[Start Selection]

Even God only creates with love. Creation is not only an act motivated by divine love, it was actually carried out through the medium of His love. Love is the power and light that creates.

That is why Jewish mysticism reads the verse in Psalms 89:2

כִּי אָמַרְתִּי עוֹלָם חֶסֶד יִבָּנֶה


not just with its usual translation

I will declare that your love stands firm forever.

but also 



I will declare that the world was created with love.

As the Zohar calls love חסד יומא דאזיל עם כולא יומין , a day that accompanies all days. It was the Light that was created on the first day, and that with which all came into being all the other days. The first revelation of love, “accompanies” and radiates its light to all the other days and details of Creation, like the love in the soul arouses all the other expressions of emotive force which succeed it.


The attribute of Chesed (Love) and the spreading forth of the life-force into all the worlds and created things without end or limits so that they shall be created ex nihilo and exist...comes from the greatness of the Holy One, blessed be He, in His Glory and Essence...[and] causes life-force and existence ex nihilo to issue forth for an unlimited number of worlds and creatures, for “It is the nature of the beneficient to do good:”
Now, this manifestation of love is the praise of the Holy One, blessed be He, alone, for no other created thing can create a being out of naught and give it life. 
                                                   --Tanya, Shaar HaYicud 4

In the darkest hours, only one who knows love is strong enough to endure all.


As we stumbled on for miles, slipping on icy spots, supporting each other time and again, dragging one another up and onward, nothing was said, but we both knew: each of us was thinking of his wife. Occasionally I looked at the sky, where the stars were fading and the pink light of the morning was beginning to spread behind a dark bank of clouds. But my mind clung to my wife's image, imagining it with an uncanny acuteness. I heard her answering me, saw her smile, her frank and encouraging look. Real or not, her look was then more luminous than the sun which was beginning to rise.
A thought transfixed me: for the first time in my life I saw the truth as it is set into song by so many poets, proclaimed as the final wisdom by so many thinkers. The truth — that love is the ultimate and the highest goal to which man can aspire. Then I grasped the meaning of the greatest secret that human poetry and human thought and belief have to impart: The salvation of man is through love and in love. I understood how a man who has nothing left in this world still may know bliss, be it only for a brief moment, in the contemplation of his beloved. In a position of utter desolation, when man cannot express himself in positive action, when his only achievement may consist in enduring his sufferings in the right way — an honorable way — in such a position man can, through loving contemplation of the image he carries of his beloved, achieve fulfillment. For the first time in my life I was able to understand the meaning of the words, "The angels are lost in perpetual contemplation of an infinite glory."

[End Selection]

> [Set tasks]
1. Answer from the passage on love:
(a) Which verse of Psalms does Jewish mysticism read in a second way?
(b) What does the Zohar call love?
(c) During the march, what did the speaker occasionally look at?
2. List every written source that the passage on love names or quotes by title.
3. Continue the passage on love from its last sentence.

[Start Records provided]

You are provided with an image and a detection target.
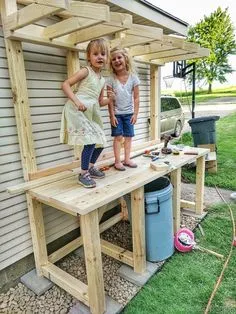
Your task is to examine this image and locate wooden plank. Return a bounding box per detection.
[101,239,134,267]
[42,263,89,306]
[131,186,146,273]
[44,17,107,40]
[30,148,208,215]
[80,210,106,314]
[26,199,48,276]
[124,24,163,40]
[6,25,79,51]
[3,3,63,35]
[150,65,161,140]
[195,156,205,215]
[56,1,111,22]
[1,0,37,180]
[74,12,132,44]
[48,214,121,263]
[170,168,181,233]
[130,41,173,56]
[16,0,70,9]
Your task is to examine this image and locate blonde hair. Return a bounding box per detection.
[86,38,109,63]
[110,47,136,74]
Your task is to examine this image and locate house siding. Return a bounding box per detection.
[0,28,150,270]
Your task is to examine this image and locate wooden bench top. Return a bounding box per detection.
[28,148,209,215]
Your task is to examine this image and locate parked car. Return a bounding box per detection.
[161,95,184,137]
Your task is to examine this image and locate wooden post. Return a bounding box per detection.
[170,168,181,233]
[1,0,37,181]
[195,156,205,215]
[131,187,146,273]
[66,50,81,160]
[80,209,105,314]
[150,64,161,140]
[27,197,48,276]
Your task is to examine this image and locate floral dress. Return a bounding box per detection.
[60,67,106,147]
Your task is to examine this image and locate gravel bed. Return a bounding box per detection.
[0,215,198,314]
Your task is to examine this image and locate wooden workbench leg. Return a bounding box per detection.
[195,156,205,215]
[80,210,105,314]
[131,187,146,273]
[170,168,181,233]
[27,195,48,276]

[End Records provided]

> [Outputs in order]
1.
(a) Psalms 89:2
(b) A day that accompanies all days
(c) The sky

2.
Psalms (89:2)
The Zohar
Tanya, Shaar HaYicud 4

3.
In front of me a man stumbled and those following him fell on top of him. The guard rushed over and used his whip on them all. Thus my thoughts were interrupted for a few minutes. But soon my soul found its way back from the prisoner's existence to another world, and I resumed talk with my loved one: I asked her questions, and she answered; she questioned me in return, and I answered.
"Stop!" We had arrived at our work site. Everybody rushed into the dark hut in the hope of getting a fairly decent tool. Each prisoner got a spade or a pickaxe.
"Can't you hurry up, you pigs?" Soon we had resumed the previous day's positions in the ditch. The frozen ground cracked under the point of the pickaxes, and sparks flew. The men were silent, their brains numb.
My mind still clung to the image of my wife. A thought crossed my mind: I didn't even know if she were still alive. I knew only one thing — which I have learned well by now: Love goes very far beyond the physical person of the beloved. It finds its deepest meaning in his spiritual being, his inner self. Whether or not he is actually present, whether or not he is still alive at all, ceases somehow to be of importance.
I did not know whether my wife was alive, and I had no means of finding out (during all my prison life there was no outgoing or incoming mail); but at that moment it ceased to matter. There was no need for me to know; nothing could touch the strength of my love, my thoughts, and the image of my beloved. Had I known then that my wife was dead, I think that I would still have given myself, undisturbed by that knowledge, to the contemplation of her image, and that my mental conversation with her would have been just as vivid and just as satisfying. "Set me like a seal upon thy heart, love is as strong as death".


--Viktor Frankl, Man's Search for Meaning, Experiences in a Concentration Camp  
              
           

Why, then, would the Beloved ever possibly close the Lover?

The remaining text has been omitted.